• SELECTED TEXT
The paperback is going to be released on 6/23/09. Maybe we can expect the Kindle version about the same time. They probably want to sell as many HBs as possible before releasing the cheaper versions.

It's still a long wait.


----------



## Jamjar (Nov 22, 2008)

Avalon3,

Thank you so much for your book suggestion.  I am thoroughly enjoying reading Alpine for You.  I have to be careful at night that I don't laugh out loud while my husband is sleeping. 

Thanks again,

Judy


----------



## sebat (Nov 16, 2008)

I just finished the sample of Alpine for You.  It does remind me of Evanovich.  I have to read them now.  They look like fun.

Avalon, thanks again.


----------



## luvmy4brats (Nov 9, 2008)

Looks like a fun series. I downloaded a sample. Thanks


----------



## durphy (Nov 5, 2008)

I so love this forum! I just sent myself Alpine for You. I can't wait to read it.


----------



## Gertie Kindle (Nov 6, 2008)

I finished reading Alpine for You last night.  Actually, I read it in one day since I was sick in bed (better now).  

I think if I had read this series before the Plum series, I would have liked it better.  It was still good and I'll definitely read the next one.  There were some laugh out loud moments.  Nana isn't Grandma Mazur, but she's still a lot of fun.  

Plum works for me partly because I'm from N.J. and I can relate.  I'm learning a lot about Iowa.  I get a kick out of their "on time" mania.

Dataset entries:
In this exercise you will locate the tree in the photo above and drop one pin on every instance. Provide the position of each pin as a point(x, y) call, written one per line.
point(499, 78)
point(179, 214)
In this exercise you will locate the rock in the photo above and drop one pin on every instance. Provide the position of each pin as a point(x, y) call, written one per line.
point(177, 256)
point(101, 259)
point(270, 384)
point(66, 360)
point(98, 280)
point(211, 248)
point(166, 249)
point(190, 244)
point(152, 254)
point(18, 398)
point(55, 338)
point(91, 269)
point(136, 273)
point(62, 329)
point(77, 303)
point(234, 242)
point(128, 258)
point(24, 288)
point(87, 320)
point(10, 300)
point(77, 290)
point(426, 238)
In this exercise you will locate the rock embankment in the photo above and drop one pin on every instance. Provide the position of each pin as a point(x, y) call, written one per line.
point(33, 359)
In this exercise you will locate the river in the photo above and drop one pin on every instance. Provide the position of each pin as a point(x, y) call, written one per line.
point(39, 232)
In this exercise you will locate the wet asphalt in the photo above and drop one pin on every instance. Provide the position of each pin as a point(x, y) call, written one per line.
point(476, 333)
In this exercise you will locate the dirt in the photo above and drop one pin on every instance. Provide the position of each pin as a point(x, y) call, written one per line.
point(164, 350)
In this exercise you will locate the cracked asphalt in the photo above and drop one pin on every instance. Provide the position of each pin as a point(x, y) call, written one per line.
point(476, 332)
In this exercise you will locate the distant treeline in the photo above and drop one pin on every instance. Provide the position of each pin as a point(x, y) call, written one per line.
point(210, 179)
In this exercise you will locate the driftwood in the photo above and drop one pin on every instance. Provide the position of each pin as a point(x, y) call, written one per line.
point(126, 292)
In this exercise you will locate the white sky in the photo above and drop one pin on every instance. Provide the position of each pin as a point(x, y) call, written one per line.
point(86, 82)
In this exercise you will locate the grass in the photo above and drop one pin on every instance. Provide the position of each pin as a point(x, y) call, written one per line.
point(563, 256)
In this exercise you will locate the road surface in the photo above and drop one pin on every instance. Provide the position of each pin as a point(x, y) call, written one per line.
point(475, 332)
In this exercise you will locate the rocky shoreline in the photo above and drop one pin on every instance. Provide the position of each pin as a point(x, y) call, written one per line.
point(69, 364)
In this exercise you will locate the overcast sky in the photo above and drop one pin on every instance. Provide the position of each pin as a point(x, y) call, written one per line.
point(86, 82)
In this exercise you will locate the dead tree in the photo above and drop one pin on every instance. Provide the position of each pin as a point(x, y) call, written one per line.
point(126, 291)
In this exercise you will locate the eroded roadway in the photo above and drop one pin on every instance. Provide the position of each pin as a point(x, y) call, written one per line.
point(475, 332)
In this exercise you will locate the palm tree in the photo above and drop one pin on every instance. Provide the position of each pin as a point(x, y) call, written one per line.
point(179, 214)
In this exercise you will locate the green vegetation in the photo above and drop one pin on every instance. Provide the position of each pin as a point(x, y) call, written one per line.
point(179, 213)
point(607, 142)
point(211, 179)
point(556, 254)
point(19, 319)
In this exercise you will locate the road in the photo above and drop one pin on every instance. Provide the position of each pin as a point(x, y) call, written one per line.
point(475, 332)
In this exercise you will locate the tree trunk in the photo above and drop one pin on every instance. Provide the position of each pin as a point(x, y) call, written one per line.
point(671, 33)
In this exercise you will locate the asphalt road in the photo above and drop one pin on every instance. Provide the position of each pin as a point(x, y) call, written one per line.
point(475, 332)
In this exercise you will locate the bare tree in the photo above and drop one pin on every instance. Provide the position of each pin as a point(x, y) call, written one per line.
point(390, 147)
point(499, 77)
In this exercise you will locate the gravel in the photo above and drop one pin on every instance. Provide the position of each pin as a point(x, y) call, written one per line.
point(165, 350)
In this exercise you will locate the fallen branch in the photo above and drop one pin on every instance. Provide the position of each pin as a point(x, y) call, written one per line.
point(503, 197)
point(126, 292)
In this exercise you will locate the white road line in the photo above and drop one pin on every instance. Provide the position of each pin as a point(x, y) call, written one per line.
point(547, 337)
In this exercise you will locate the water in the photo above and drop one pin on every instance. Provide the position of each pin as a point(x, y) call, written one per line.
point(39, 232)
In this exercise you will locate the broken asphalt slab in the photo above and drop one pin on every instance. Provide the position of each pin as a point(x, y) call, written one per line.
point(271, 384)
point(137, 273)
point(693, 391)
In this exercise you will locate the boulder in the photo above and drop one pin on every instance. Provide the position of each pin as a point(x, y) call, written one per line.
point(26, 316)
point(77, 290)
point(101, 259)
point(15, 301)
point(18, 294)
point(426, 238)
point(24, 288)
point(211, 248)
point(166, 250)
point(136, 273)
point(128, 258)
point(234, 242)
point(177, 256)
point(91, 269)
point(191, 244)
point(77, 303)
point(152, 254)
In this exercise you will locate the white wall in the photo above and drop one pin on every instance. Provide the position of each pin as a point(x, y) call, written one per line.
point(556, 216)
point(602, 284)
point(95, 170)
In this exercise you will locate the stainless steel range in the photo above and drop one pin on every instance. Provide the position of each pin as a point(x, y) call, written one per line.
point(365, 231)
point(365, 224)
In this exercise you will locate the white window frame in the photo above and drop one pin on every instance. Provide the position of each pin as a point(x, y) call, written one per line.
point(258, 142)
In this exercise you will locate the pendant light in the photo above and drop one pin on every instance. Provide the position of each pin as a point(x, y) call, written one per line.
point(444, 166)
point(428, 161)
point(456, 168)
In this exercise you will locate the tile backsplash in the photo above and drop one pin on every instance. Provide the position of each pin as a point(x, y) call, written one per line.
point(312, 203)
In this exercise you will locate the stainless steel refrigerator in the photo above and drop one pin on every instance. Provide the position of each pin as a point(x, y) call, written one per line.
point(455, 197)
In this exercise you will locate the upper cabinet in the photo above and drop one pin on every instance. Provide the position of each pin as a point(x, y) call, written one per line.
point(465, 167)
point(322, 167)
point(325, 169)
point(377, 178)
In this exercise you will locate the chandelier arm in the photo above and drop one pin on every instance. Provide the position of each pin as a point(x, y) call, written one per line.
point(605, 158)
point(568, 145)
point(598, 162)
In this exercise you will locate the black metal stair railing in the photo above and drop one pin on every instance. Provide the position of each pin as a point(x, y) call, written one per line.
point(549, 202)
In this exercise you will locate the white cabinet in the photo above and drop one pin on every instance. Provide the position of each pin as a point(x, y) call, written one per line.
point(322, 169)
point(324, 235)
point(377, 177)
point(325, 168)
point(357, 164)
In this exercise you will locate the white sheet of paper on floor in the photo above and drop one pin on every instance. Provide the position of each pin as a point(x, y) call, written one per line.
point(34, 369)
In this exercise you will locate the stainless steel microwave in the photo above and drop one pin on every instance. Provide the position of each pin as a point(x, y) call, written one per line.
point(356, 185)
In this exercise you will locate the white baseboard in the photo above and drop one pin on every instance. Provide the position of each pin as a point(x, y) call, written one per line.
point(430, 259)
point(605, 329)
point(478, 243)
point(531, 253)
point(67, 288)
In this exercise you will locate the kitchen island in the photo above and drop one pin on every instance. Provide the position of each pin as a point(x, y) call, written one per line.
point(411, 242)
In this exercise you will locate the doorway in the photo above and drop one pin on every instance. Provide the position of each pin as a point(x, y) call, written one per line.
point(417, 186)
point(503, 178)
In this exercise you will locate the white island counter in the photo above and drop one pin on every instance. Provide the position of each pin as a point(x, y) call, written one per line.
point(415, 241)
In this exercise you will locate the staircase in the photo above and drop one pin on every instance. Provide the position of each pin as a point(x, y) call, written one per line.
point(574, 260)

• WORK TO DO
1/ Translate this sentence from the forum thread into Spanish: "It was still good and I'll definitely read the next one."
2/ According to the forum thread, why did Gertie Kindle read Alpine for You in one day?

• FINAL RESULTS
1/ Seguía siendo bueno y definitivamente leeré el siguiente.

2/ Gertie Kindle was sick in bed.